» **The records**

************

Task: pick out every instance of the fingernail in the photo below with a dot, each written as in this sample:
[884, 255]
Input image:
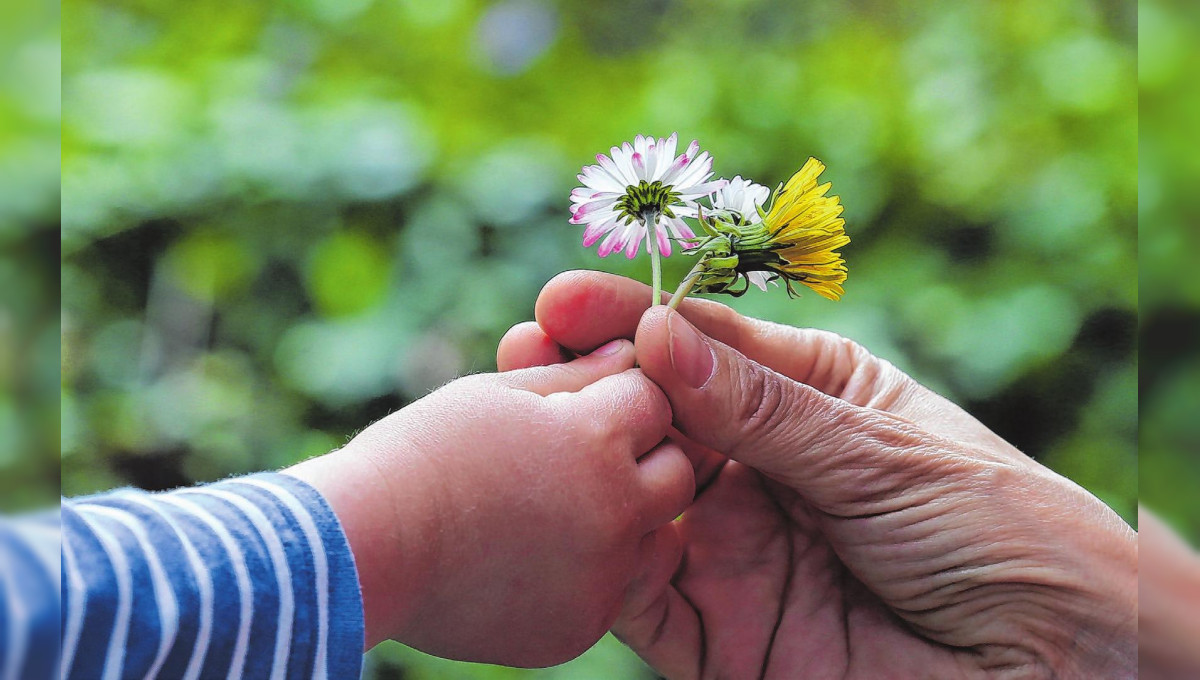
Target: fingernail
[610, 348]
[690, 354]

************

» **Task details**
The records above need to be copied exactly, though not their pictures.

» **Completed exercise**
Task: pick out every instance of the fingernail in the photo below with a dot, each written as in this sample:
[884, 255]
Input image:
Target: fingernail
[610, 348]
[690, 354]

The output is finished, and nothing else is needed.